### Exercise brief
Please copy word for word the lines of the listing below, from the line containing "Target: road sign" through the line containing "POLYGON ((372 120, 355", with both of those lines included.

— START Stored records —

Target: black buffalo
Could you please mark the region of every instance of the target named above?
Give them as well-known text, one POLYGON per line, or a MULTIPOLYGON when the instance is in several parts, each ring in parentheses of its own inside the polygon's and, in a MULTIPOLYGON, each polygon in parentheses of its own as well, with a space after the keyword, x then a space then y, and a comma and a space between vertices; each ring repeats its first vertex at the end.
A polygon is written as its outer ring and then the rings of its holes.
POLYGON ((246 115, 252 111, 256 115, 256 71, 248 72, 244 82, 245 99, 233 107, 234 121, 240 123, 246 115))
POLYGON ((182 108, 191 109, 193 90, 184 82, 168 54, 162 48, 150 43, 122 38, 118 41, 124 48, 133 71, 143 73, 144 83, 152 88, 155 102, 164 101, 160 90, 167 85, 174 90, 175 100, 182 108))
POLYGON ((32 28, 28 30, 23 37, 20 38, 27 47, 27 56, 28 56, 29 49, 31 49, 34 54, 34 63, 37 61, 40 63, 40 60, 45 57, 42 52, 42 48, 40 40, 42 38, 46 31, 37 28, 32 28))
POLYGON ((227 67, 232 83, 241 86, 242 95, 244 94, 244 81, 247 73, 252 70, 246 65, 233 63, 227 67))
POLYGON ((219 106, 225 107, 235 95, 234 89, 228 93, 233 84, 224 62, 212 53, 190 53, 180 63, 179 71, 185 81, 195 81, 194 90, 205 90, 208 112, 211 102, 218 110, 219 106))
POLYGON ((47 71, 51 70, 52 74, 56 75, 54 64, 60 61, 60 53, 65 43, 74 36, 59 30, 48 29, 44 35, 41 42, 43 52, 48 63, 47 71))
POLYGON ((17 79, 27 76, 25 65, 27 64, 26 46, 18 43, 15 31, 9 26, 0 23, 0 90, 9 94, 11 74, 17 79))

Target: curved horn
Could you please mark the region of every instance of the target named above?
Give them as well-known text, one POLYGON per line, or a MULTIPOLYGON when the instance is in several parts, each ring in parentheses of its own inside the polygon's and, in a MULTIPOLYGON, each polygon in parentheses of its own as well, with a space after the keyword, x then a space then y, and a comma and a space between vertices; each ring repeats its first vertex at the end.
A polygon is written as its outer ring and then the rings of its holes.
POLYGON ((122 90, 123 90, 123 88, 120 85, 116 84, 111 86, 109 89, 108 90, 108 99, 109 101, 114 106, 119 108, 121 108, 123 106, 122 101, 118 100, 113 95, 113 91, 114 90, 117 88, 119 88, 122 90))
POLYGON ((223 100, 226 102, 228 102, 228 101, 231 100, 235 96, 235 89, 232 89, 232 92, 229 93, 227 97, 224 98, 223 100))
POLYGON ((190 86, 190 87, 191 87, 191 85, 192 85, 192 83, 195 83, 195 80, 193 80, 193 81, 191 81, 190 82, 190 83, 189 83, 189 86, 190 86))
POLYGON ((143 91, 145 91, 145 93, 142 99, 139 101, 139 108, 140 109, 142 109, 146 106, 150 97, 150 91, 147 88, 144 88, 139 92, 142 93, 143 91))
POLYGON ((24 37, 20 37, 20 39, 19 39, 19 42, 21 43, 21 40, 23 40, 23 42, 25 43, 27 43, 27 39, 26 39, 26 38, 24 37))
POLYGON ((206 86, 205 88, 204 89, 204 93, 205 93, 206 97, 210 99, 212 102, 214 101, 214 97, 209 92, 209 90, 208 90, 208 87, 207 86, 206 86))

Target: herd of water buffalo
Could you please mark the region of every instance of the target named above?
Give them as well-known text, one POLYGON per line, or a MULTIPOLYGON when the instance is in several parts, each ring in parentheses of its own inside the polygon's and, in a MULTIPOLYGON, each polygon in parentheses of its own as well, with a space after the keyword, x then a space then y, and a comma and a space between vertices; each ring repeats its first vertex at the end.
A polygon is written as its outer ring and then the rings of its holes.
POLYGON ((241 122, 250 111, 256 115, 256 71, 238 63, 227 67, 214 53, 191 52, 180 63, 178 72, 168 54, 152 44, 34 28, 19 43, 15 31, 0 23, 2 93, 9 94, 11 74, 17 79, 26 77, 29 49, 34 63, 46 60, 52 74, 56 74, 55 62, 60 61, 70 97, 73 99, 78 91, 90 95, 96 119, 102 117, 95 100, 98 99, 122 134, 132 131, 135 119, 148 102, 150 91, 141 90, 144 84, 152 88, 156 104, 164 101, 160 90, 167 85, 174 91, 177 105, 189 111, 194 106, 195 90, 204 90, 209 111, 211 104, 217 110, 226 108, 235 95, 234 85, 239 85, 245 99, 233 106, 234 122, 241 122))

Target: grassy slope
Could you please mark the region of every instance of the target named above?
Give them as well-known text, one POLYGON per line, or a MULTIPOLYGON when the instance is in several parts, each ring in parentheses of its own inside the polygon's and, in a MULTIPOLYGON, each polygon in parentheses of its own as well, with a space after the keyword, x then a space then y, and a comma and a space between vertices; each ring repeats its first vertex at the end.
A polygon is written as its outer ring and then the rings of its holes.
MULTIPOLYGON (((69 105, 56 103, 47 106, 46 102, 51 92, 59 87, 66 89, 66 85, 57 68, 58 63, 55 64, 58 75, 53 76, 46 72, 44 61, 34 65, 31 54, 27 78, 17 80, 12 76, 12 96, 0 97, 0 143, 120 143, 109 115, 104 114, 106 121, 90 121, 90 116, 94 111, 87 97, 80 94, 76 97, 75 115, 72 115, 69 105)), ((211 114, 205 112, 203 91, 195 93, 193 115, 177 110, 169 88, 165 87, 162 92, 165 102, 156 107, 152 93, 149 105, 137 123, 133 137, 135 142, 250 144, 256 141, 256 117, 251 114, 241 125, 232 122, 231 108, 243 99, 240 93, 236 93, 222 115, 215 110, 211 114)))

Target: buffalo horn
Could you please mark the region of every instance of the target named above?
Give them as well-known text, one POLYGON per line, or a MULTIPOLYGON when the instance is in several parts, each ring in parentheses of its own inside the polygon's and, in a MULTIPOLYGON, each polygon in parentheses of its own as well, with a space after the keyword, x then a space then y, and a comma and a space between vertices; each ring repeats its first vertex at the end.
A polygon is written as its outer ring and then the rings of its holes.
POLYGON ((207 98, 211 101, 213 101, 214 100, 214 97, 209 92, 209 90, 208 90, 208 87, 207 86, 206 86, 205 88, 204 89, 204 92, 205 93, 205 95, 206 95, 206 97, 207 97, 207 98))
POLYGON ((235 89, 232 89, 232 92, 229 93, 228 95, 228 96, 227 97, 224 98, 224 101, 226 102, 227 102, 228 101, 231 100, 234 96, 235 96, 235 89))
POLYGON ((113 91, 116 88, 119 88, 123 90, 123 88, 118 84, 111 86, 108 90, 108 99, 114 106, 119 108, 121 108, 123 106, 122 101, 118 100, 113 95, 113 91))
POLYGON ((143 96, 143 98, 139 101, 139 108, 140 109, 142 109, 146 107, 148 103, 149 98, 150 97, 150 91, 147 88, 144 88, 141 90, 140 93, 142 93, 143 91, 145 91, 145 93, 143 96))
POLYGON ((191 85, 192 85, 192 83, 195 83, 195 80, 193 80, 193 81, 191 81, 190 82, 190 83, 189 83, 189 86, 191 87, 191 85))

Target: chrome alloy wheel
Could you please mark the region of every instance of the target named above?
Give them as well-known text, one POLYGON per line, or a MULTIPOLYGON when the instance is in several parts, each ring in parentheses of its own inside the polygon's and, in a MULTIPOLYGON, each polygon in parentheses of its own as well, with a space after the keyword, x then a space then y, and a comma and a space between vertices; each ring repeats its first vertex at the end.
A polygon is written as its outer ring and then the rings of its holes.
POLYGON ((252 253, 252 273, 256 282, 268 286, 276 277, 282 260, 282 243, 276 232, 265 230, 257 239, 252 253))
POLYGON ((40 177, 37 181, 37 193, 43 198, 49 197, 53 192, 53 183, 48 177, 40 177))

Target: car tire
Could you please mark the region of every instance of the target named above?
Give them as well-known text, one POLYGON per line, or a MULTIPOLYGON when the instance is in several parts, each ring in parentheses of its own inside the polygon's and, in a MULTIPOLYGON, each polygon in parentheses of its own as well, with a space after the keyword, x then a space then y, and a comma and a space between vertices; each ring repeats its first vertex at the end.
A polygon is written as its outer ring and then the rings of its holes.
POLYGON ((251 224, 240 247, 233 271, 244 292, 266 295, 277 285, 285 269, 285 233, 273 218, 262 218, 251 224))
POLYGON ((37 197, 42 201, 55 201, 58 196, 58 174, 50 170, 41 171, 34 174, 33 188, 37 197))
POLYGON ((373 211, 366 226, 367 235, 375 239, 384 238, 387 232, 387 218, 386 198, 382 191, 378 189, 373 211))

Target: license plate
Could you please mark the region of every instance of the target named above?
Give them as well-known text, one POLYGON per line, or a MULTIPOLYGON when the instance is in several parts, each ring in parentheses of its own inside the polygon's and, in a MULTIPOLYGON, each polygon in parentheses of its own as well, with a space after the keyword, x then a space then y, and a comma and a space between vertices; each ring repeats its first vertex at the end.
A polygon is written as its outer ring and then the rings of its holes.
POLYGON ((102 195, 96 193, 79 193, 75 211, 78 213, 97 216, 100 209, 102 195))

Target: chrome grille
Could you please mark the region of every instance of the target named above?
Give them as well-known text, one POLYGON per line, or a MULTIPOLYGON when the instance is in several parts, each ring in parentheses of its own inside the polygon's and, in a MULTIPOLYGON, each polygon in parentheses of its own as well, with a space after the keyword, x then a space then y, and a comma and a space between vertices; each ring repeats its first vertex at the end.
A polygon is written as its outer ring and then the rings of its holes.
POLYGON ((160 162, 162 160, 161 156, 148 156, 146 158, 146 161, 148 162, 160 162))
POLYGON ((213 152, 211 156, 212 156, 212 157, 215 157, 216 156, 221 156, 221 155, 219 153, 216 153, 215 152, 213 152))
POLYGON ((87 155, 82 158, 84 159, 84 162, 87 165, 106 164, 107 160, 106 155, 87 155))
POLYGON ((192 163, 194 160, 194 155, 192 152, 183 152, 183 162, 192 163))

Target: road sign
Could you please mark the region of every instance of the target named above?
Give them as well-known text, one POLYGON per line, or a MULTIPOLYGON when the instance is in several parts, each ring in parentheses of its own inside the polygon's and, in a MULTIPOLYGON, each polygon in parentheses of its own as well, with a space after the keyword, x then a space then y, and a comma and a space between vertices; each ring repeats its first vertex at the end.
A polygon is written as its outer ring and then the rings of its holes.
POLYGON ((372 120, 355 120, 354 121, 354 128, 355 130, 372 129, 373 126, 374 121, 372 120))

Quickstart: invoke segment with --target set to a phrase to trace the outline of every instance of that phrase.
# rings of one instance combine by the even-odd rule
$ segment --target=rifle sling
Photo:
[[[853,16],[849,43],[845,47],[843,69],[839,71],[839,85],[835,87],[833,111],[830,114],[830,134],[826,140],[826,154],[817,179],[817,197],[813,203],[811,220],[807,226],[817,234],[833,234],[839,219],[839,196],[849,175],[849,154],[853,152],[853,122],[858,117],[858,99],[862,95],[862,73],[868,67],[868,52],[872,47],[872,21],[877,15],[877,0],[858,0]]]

— END Stored records —

### Solved exercise
Target: road sign
Could you please mark the region of every instance of the target named above?
Give them as well-known text, one POLYGON per line, or a MULTIPOLYGON when the instance is in several parts, each ring in parentheses of its own inside the polygon's and, in a MULTIPOLYGON, each polygon in parentheses of its own as well, with a space after the keyword, x then a space then y, and a comma and a space between vertices; each ring repeats its first vertex at the end.
A polygon is written as its outer ring and then the rings of its holes.
POLYGON ((372 120, 355 120, 354 121, 354 128, 355 130, 372 129, 373 126, 374 121, 372 120))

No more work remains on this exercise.